> _Work request A_
Convert the listing's lines, from its start up to and including the line containing "rough mask: <svg", into a numbered list without blank lines. Leave the pictures out.

> _Document extract_
· · · · ·

How Do I Solve Trigonometric Equations Using a Graphic Calculator?

[danne89]

Hi! I know, sort of, the algorithm of solving ei. sin x = sin 30 degrees. But I don't quite understand it. I would be very happy if someone could explain it for me, or redirect me to a site that does.

Danne

 

[HallsofIvy]

I have no idea what you mean. If you mean solving the equation sin(x)= sin(30 degrees) then the best I can come up with is not an "algorithm" but understanding:
certain x= 30 degrees is a solution (x= a is always a solution to f(x)= f(a) but not necessarily the only one.). Now think about the position on the unit circle. sin(θ) can be defined as the y coordinate of the point a distance θ around the unit circle from (1,0). But the horizontal line corresponding to that coordinate will, in general, cross the circle twice. It's pretty easy to see that if one is at 30 degrees, by symmetry, the other will be at 180-30= 150 degrees. Now use the fact that sine is periodic with period 360 degrees: sin(x)= sin(30) for x= 30+ 360n and x= 150+ 360n where n can be any integer.

I'm not at all comfortable solving equations like that in degrees rather than radians but you were the one that said "sin 30 degrees". I also have a feeling that you might be asking about FINDING sin 30 degrees. There is no one "algorithm" for that. You might go back to whichever of many equivalent definitions you are using for sin(x) or use Taylor's polynomial or the "Cordic" method which is what most calculators and computers use.

 

[danne89]

Sorry if I expressed me unclear. But I get pretty much what I wanted. Thank you.

 

[danne89]

Hmm. I've still problem with this. Look over this please.
sin(4x) = sin(6x)
4x=6x+360n
0=2x+360n
-2x=360n
2x=-360n
x=-180n
And
4x=180-6x+360n
10x=180+360n
x=18+36n

 

[Hurkyl]

Looks good to me. To be extra sure, you might try plotting the graph of sin 4x - sin 6x, and see if you have all of the first few roots.

 

[danne89]

Sure I would if I had a graphic calculator. *dreaming*

· · · · ·

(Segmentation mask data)
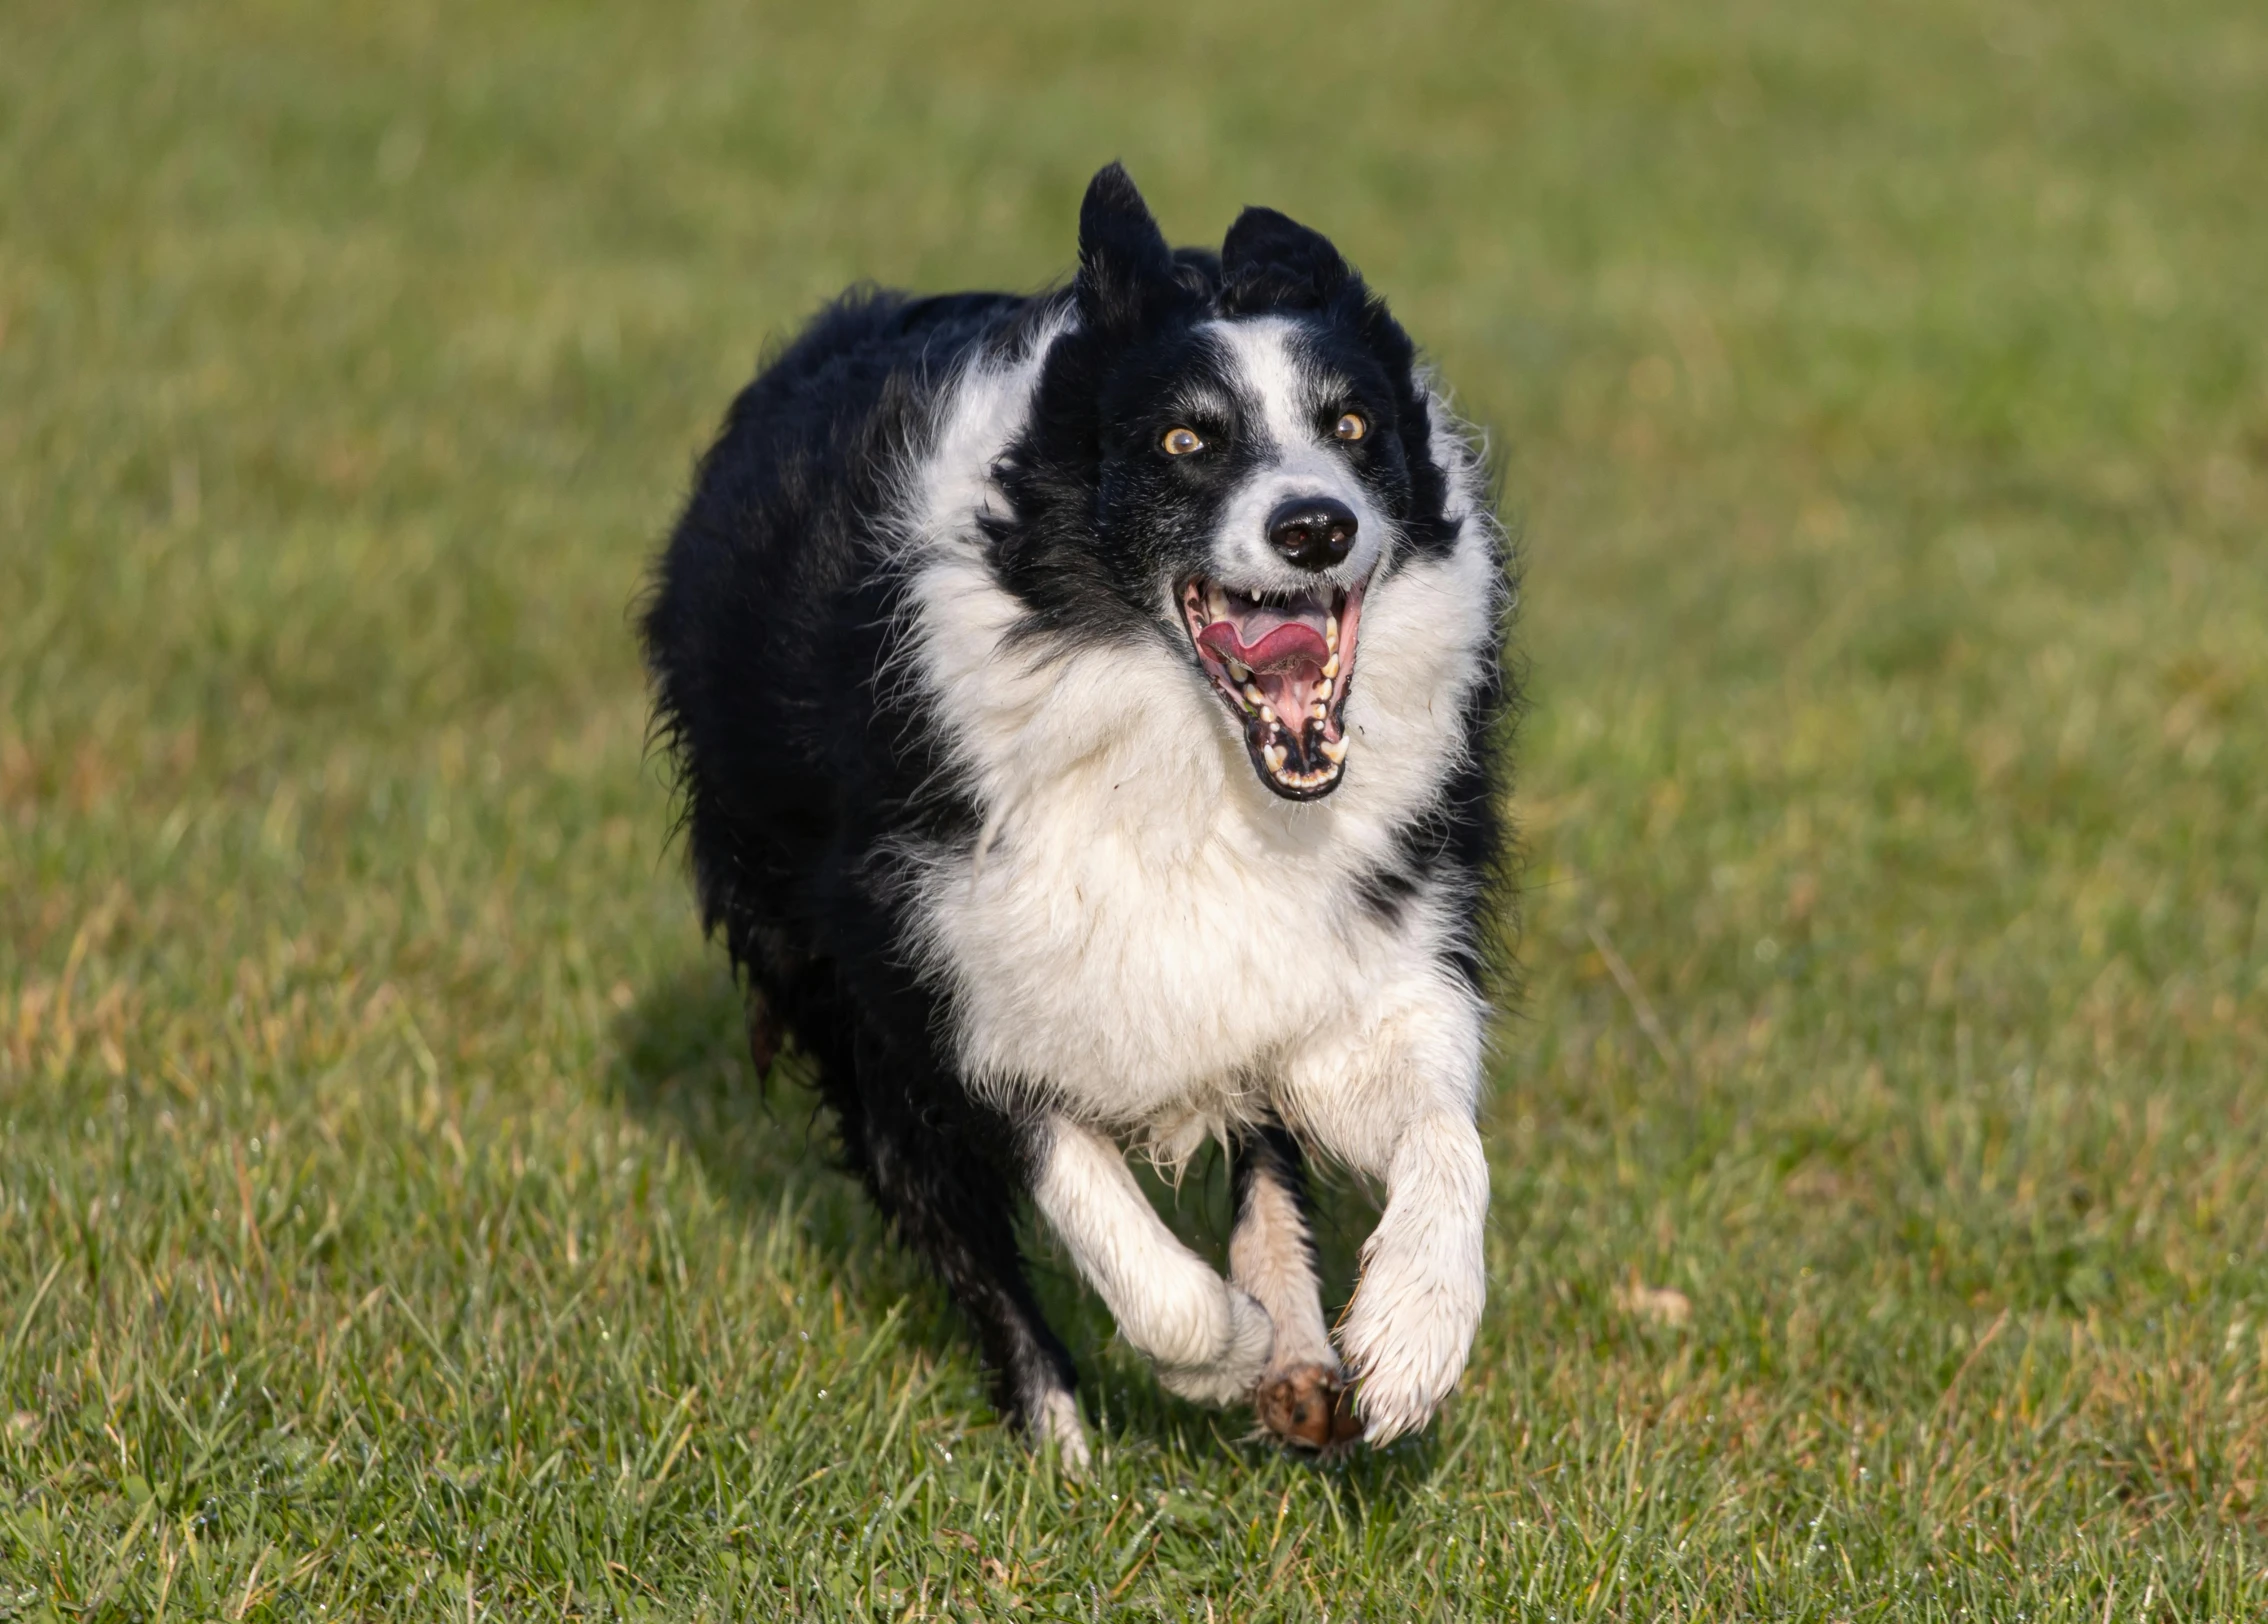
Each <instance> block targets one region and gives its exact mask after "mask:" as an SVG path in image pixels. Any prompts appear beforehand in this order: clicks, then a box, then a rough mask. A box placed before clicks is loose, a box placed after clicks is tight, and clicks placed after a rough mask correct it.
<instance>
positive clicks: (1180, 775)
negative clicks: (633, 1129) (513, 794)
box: [642, 163, 1510, 1465]
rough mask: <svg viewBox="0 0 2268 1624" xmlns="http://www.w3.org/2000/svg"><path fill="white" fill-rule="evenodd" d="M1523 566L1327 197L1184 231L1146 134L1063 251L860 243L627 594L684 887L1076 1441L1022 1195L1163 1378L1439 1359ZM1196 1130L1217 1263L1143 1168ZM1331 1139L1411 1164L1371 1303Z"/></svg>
mask: <svg viewBox="0 0 2268 1624" xmlns="http://www.w3.org/2000/svg"><path fill="white" fill-rule="evenodd" d="M1508 603H1510V574H1508V549H1506V544H1504V535H1501V531H1499V526H1497V522H1495V517H1492V513H1490V497H1488V488H1486V479H1483V470H1481V460H1479V454H1476V447H1474V438H1472V433H1470V431H1467V429H1465V426H1463V424H1461V422H1458V420H1456V417H1454V415H1452V411H1449V406H1447V401H1445V397H1442V392H1440V388H1438V383H1436V381H1433V379H1431V374H1429V372H1427V370H1424V367H1422V365H1420V361H1417V354H1415V349H1413V345H1411V340H1408V336H1406V333H1404V331H1402V327H1399V324H1397V322H1395V318H1393V315H1388V311H1386V304H1383V302H1381V299H1379V297H1377V295H1372V293H1370V290H1368V288H1365V284H1363V281H1361V277H1359V274H1356V272H1354V270H1349V265H1347V263H1345V261H1343V259H1340V254H1338V252H1336V249H1334V247H1331V243H1329V240H1325V238H1322V236H1318V234H1315V231H1311V229H1306V227H1302V225H1295V222H1293V220H1288V218H1284V215H1281V213H1275V211H1272V209H1247V211H1245V213H1243V215H1241V218H1238V220H1236V225H1234V227H1232V229H1229V234H1227V238H1225V240H1222V245H1220V252H1218V254H1213V252H1209V249H1179V252H1175V249H1170V247H1168V245H1166V238H1163V236H1161V234H1159V227H1157V222H1154V220H1152V215H1150V211H1148V206H1145V204H1143V200H1141V195H1139V193H1136V188H1134V184H1132V181H1129V179H1127V175H1125V170H1123V168H1118V166H1116V163H1114V166H1109V168H1105V170H1102V172H1100V175H1095V179H1093V184H1091V186H1089V191H1086V200H1084V204H1082V209H1080V265H1077V274H1075V277H1073V281H1070V286H1068V288H1059V290H1052V293H1041V295H1032V297H1023V295H1007V293H957V295H946V297H909V295H900V293H887V290H871V288H869V290H850V293H846V295H844V297H841V299H837V302H835V304H830V306H828V308H823V311H821V313H819V315H816V318H814V320H812V322H810V324H807V327H805V329H803V333H801V336H798V338H796V340H794V342H789V345H787V347H785V349H782V352H778V354H776V358H773V361H771V363H769V365H764V370H762V372H760V374H758V379H755V381H753V383H748V388H746V390H742V395H739V399H735V404H733V411H730V415H728V420H726V424H723V431H721V435H719V438H717V442H714V447H712V449H710V451H708V454H705V456H703V458H701V465H699V472H696V481H694V492H692V497H689V501H687V506H685V513H683V517H680V519H678V524H676V531H674V533H671V538H669V542H667V549H665V551H662V556H660V560H658V565H655V578H653V590H651V597H649V601H646V608H644V624H642V631H644V651H646V665H649V671H651V680H653V703H655V726H658V737H660V739H662V746H665V748H667V751H669V755H671V762H674V769H676V776H678V787H680V796H683V817H685V832H687V841H689V851H692V871H694V885H696V891H699V903H701V916H703V921H705V925H708V930H710V932H712V934H721V937H723V946H726V948H728V950H730V955H733V964H735V966H737V969H739V973H742V975H744V982H746V989H748V1012H751V1018H748V1034H751V1050H753V1057H755V1064H758V1071H760V1073H762V1068H764V1066H767V1064H769V1061H771V1057H773V1052H776V1048H778V1043H780V1041H782V1037H792V1041H794V1043H796V1048H798V1050H801V1052H803V1055H807V1057H810V1061H812V1064H814V1071H816V1082H819V1089H821V1091H823V1098H826V1102H828V1107H830V1109H832V1116H835V1118H837V1125H839V1132H841V1152H844V1159H846V1161H848V1166H850V1168H853V1170H855V1173H857V1175H860V1177H862V1179H864V1184H866V1189H869V1191H871V1195H873V1200H875V1202H878V1207H880V1209H882V1213H885V1216H887V1218H889V1223H891V1225H894V1229H896V1234H898V1236H900V1241H903V1243H907V1245H909V1247H914V1250H916V1252H919V1254H921V1257H925V1259H928V1261H930V1263H932V1266H934V1270H937V1272H939V1275H941V1277H943V1284H946V1286H948V1288H950V1293H953V1297H955V1300H957V1302H959V1304H962V1309H964V1311H966V1313H968V1318H971V1320H973V1325H975V1331H978V1338H980V1343H982V1352H984V1359H987V1365H989V1368H991V1372H993V1375H996V1381H998V1397H1000V1406H1002V1411H1005V1413H1007V1415H1009V1418H1012V1420H1014V1422H1018V1424H1021V1427H1023V1429H1025V1431H1027V1433H1030V1436H1032V1438H1034V1440H1036V1443H1052V1445H1055V1447H1057V1449H1059V1452H1061V1456H1064V1458H1066V1461H1068V1463H1073V1465H1080V1463H1084V1461H1086V1438H1084V1431H1082V1424H1080V1411H1077V1402H1075V1397H1073V1365H1070V1356H1068V1354H1066V1352H1064V1345H1061V1343H1059V1340H1057V1336H1055V1334H1052V1331H1050V1329H1048V1325H1046V1320H1043V1318H1041V1313H1039V1306H1036V1304H1034V1297H1032V1291H1030V1286H1027V1282H1025V1270H1023V1259H1021V1257H1018V1250H1016V1232H1014V1225H1016V1213H1018V1202H1021V1200H1023V1198H1030V1200H1032V1202H1034V1204H1036V1209H1039V1213H1041V1218H1043V1220H1046V1223H1048V1227H1050V1229H1052V1232H1055V1234H1057V1236H1059V1238H1061V1243H1064V1247H1066V1250H1068V1254H1070V1259H1073V1261H1075V1263H1077V1270H1080V1275H1082V1277H1084V1279H1086V1282H1089V1284H1091V1286H1093V1288H1095V1291H1098V1293H1100V1295H1102V1300H1105V1302H1107V1304H1109V1311H1111V1316H1114V1318H1116V1322H1118V1331H1120V1334H1123V1336H1125V1340H1127V1343H1132V1345H1134V1347H1136V1350H1139V1352H1141V1354H1145V1356H1148V1359H1150V1361H1152V1365H1154V1368H1157V1377H1159V1381H1161V1384H1163V1386H1166V1388H1170V1390H1173V1393H1179V1395H1184V1397H1188V1399H1198V1402H1202V1404H1218V1406H1227V1404H1241V1402H1250V1404H1252V1406H1254V1409H1256V1413H1259V1418H1261V1422H1263V1424H1266V1427H1270V1429H1272V1431H1275V1433H1277V1436H1279V1438H1284V1440H1286V1443H1290V1445H1304V1447H1318V1449H1322V1447H1336V1445H1345V1443H1349V1440H1354V1438H1356V1436H1368V1440H1372V1443H1383V1440H1388V1438H1395V1436H1402V1433H1408V1431H1413V1429H1420V1427H1424V1424H1427V1422H1429V1418H1431V1415H1433V1411H1436V1409H1438V1406H1440V1402H1442V1399H1445V1397H1447V1395H1449V1390H1452V1388H1454V1386H1456V1381H1458V1377H1461V1372H1463V1368H1465V1352H1467V1347H1470V1343H1472V1336H1474V1327H1476V1325H1479V1318H1481V1300H1483V1286H1486V1277H1483V1220H1486V1213H1488V1161H1486V1159H1483V1154H1481V1139H1479V1132H1476V1130H1474V1114H1476V1102H1479V1093H1481V1050H1483V1030H1486V1021H1488V1012H1486V1000H1483V973H1481V971H1483V882H1486V880H1488V876H1490V871H1492V864H1495V860H1497V853H1499V810H1497V803H1499V780H1497V771H1495V769H1497V762H1495V760H1492V755H1490V737H1492V733H1495V724H1497V719H1499V717H1501V714H1504V710H1506V705H1508V701H1510V690H1508V680H1506V671H1504V662H1501V644H1504V628H1506V617H1508ZM1209 1139H1213V1141H1220V1143H1222V1145H1227V1152H1229V1157H1232V1189H1234V1207H1236V1220H1234V1234H1232V1238H1229V1247H1227V1252H1229V1257H1227V1263H1229V1268H1227V1279H1222V1275H1220V1272H1216V1268H1213V1266H1211V1263H1207V1261H1204V1259H1200V1257H1198V1254H1195V1252H1193V1250H1188V1247H1186V1245H1184V1243H1182V1241H1179V1238H1177V1236H1175V1234H1173V1232H1170V1229H1168V1227H1166V1223H1163V1220H1161V1218H1159V1216H1157V1211H1154V1209H1152V1204H1150V1202H1148V1200H1145V1195H1143V1191H1141V1186H1139V1184H1136V1179H1134V1175H1132V1170H1129V1168H1127V1161H1125V1150H1127V1148H1141V1150H1145V1152H1148V1154H1152V1157H1157V1159H1159V1161H1161V1164H1168V1166H1182V1164H1186V1159H1188V1157H1191V1154H1193V1152H1195V1150H1198V1148H1202V1145H1204V1141H1209ZM1309 1152H1315V1154H1322V1157H1331V1159H1336V1161H1338V1164H1343V1166H1345V1168H1352V1170H1354V1173H1356V1175H1361V1177H1365V1179H1374V1182H1379V1184H1381V1186H1383V1216H1381V1218H1379V1225H1377V1229H1374V1232H1372V1234H1370V1238H1368V1243H1365V1245H1363V1252H1361V1259H1363V1268H1361V1282H1359V1286H1356V1291H1354V1297H1352V1302H1349V1304H1347V1311H1345V1313H1343V1316H1340V1322H1338V1327H1336V1343H1334V1329H1331V1327H1329V1325H1327V1322H1325V1313H1322V1300H1320V1282H1318V1270H1315V1252H1313V1245H1311V1241H1309V1225H1306V1191H1304V1173H1302V1157H1304V1154H1309Z"/></svg>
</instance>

· · · · ·

> _Work request B_
Name each user who posts in the thread on solving trigonometric equations, listing each one once.

> _Written answer A_
1. Each <instance> block targets one region and gives its exact mask after "mask:" as an SVG path in image pixels. Any prompts appear beforehand in this order: clicks, then a box, then a rough mask. A box placed before clicks is loose, a box placed after clicks is tight, and clicks placed after a rough mask correct it.
2. <instance>
3. positive clicks: (1180, 775)
4. negative clicks: (633, 1129) (513, 794)
5. box: [642, 163, 1510, 1465]
6. rough mask: <svg viewBox="0 0 2268 1624" xmlns="http://www.w3.org/2000/svg"><path fill="white" fill-rule="evenodd" d="M1523 566L1327 197L1184 231L1146 134L1063 251L860 243L627 594L684 887L1076 1441L1022 1195L1163 1378L1439 1359ZM1196 1130L1217 1263L1143 1168ZM1331 1139L1411 1164L1371 1303Z"/></svg>

> _Written answer B_
danne89
HallsofIvy
Hurkyl